(Given passage)

Barnes subsequently joined League One club Brighton & Hove Albion on loan until the end of the season. He scored on his debut against Tranmere Rovers two days later, having been introduced as a substitute ten minutes earlier.

On 8 July 2010, Barnes signed a two-year contract with Brighton & Hove Albion after transferring for an undisclosed fee from Plymouth Argyle. On 12 April 2011, he scored the decisive goal in a 4–3 win at home against Dagenham & Redbridge, which confirmed their promotion to the Championship. Barnes finished the season as Brighton's second-top goalscorer behind Glenn Murray, with 20 goals in 49 appearances.

In the 2011–12 season Barnes remained a first-choice striker for Brighton's return to the Championship. He finished the season as Brighton's leading goalscorer with 14 goals in all competitions, 11 in the league.

On 9 March 2013, Barnes received a red card in stoppage time against Bolton Wanderers for attempting to trip up the referee. He was subsequently handed a seven-match suspension by the Football Association. Fans and manager Gus Poyet were critical of Barnes for this action as it left the club with only one senior striker available to play, as Craig Mackail-Smith and Will Hoskins were already injured for the rest of the season. On his return from the ban on 20 April, Barnes scored two goals in a 6–1 win over Blackpool and was named man of the match.

===Burnley===
On 10 January 2014, Barnes joined Burnley for an undisclosed fee on a three-and-a-half-year deal. On 8 November, he scored the only goal at Turf Moor to defeat Hull City and gain Burnley's first win of the Premier League season. He scored a second goal on 13 December, the sole goal in a home victory over Southampton to take Burnley out of the relegation zone. In November 2019, Barnes signed a new contract with Burnley until June 2022.

In February 2015, Barnes performed a high tackle on Chelsea's Nemanja Matić, who was sent off for pushing him in retaliation. Barnes did not receive a booking for the challenge, and The FA confirmed that they would not take retrospective action as that was not normal procedure for attempted tackles. Barnes was publicly criticised by Chelsea manager José Mourinho, and said of the criticism "I found that hilarious".

(End Given passage)
(Supplied entries)

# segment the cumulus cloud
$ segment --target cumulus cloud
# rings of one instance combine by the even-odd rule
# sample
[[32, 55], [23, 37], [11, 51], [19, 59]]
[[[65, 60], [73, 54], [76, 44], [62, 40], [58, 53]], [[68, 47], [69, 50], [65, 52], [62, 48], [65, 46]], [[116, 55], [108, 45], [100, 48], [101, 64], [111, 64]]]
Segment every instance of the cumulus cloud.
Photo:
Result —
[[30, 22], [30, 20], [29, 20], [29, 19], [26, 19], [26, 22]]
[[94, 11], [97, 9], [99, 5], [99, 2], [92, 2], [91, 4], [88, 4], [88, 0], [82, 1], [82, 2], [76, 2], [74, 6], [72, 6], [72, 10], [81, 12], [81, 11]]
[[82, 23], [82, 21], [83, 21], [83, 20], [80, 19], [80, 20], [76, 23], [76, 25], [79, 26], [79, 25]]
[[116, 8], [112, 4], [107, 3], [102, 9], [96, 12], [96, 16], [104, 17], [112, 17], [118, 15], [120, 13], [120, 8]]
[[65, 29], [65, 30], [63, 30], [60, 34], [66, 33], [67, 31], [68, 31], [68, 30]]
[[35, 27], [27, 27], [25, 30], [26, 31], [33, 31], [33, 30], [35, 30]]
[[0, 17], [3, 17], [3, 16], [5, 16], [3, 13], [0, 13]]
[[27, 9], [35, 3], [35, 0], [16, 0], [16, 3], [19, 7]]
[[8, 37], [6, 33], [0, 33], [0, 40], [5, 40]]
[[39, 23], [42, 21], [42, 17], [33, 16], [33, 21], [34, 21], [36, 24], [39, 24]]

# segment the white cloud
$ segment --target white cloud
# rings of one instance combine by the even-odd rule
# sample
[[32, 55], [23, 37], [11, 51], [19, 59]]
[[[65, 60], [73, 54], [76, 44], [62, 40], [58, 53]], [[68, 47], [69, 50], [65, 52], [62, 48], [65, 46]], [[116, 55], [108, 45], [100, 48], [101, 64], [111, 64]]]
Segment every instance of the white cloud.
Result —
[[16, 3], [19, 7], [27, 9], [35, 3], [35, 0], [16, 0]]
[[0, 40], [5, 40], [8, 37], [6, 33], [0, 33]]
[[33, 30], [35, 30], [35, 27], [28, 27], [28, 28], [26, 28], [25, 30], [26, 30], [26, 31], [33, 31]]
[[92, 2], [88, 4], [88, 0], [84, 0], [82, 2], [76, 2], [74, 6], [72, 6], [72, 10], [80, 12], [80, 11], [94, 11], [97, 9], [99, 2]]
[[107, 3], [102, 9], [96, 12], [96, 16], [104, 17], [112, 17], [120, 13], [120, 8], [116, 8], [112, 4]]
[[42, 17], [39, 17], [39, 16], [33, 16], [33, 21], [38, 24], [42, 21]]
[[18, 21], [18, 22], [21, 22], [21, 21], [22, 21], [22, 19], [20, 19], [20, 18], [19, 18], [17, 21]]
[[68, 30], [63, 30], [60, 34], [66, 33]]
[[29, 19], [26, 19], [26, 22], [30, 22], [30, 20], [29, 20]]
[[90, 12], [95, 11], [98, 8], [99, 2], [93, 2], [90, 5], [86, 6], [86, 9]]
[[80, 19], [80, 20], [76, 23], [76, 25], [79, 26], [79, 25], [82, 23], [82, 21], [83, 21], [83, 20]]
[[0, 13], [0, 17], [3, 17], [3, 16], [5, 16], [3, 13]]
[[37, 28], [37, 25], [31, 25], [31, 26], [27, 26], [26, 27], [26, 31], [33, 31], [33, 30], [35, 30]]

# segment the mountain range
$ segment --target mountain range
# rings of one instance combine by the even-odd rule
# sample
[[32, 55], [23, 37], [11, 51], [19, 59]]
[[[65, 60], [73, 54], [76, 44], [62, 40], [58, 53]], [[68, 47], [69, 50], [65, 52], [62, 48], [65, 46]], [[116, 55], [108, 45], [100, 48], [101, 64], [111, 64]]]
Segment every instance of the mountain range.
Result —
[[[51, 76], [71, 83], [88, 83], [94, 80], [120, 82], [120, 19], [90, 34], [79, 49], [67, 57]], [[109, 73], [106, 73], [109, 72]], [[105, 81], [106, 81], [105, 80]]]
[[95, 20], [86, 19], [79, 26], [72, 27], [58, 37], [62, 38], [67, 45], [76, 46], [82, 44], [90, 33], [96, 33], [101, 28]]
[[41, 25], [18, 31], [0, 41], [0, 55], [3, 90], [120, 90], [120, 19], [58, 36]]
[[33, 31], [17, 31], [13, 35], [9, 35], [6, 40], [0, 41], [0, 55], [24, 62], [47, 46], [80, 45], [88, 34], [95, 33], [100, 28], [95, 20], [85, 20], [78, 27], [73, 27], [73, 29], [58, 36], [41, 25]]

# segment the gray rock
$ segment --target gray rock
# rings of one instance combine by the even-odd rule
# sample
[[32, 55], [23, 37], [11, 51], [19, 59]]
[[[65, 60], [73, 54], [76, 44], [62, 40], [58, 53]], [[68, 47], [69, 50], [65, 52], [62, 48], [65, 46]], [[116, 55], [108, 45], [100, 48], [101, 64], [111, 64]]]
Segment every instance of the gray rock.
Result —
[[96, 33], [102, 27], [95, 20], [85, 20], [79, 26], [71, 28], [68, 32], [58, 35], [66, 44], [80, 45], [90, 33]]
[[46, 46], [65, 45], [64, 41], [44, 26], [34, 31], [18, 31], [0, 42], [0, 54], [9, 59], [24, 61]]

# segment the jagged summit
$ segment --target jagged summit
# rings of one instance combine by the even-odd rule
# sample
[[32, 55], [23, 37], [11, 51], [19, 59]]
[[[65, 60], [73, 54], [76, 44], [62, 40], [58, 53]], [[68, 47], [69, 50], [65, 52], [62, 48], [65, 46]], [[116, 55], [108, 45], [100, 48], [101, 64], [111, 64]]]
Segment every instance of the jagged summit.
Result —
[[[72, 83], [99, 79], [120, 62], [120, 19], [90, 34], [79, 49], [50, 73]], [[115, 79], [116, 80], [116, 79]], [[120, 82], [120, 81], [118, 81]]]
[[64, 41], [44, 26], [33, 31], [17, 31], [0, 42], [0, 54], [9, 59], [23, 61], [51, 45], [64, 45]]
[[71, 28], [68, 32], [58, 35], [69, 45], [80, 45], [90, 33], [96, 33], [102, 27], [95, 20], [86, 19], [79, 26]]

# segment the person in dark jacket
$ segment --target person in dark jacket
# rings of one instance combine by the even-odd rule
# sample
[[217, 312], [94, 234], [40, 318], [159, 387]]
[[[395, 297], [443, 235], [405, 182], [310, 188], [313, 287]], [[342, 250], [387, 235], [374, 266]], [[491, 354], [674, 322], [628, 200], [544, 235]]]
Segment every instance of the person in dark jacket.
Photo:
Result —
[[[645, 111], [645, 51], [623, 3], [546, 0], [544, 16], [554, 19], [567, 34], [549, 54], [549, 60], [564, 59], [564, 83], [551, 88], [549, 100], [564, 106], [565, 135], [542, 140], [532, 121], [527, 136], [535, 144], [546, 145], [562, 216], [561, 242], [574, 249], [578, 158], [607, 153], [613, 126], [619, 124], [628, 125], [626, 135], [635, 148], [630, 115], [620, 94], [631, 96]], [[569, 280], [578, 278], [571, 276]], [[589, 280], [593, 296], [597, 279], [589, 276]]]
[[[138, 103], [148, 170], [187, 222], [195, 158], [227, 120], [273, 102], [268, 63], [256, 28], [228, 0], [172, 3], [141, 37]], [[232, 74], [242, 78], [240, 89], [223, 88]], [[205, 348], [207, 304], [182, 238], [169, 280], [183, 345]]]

(End Supplied entries)

• Exercises to complete
A) Name every opposing club that the passage on Barnes's career says he scored against.
B) Resume the passage on Barnes's football career right after its final sentence.

• Answers for the exercise
A) Tranmere Rovers, Dagenham & Redbridge, Blackpool, Hull City, Southampton

B)
On 24 May 2015, as relegated Burnley finished the season with a win over Aston Villa, Barnes was taken off with knee cruciate ligament injuries, which would rule him out for the majority of the following campaign.

On 3 March 2018, he wrote himself into the history books, scoring his 16th goal in the Premier League to secure a 2–1 victory for Burnley against Everton. His 16th goal, and his 6th of the season, made him Burnley's leading scorer in the Premier League since it was formed in 1992.

On 13 April 2019, Barnes was booked "in the strangest of circumstances" for kissing defender Joe Bennett during a match against Cardiff City.

On 21 January 2021, Barnes scored the only goal via a penalty in a 1–0 away league win over champions Liverpool, handing them their first league defeat at Anfield in 68 matches and sealed the Clarets' first win at Liverpool since 1974. This ended Liverpool's unbeaten home run in the league which stretched back to April 2017. With Barnes also totalling the 100th goal of his senior career.

His 50th league goal for Burnley in a 2–1 away win against Middlesbrough helped to seal Burnley's promotion back to the Premier League at the first attempt. This was Barnes' third promotion to the top flight with Burnley. Post-match, Barnes confirmed that he would leave Burnley at the end of his contract in June 2023 after nine years with the club. He scored for Burnley on his final appearance for the club in a 3–0 win against Cardiff City at Turf Moor and received a standing ovation as he departed the field.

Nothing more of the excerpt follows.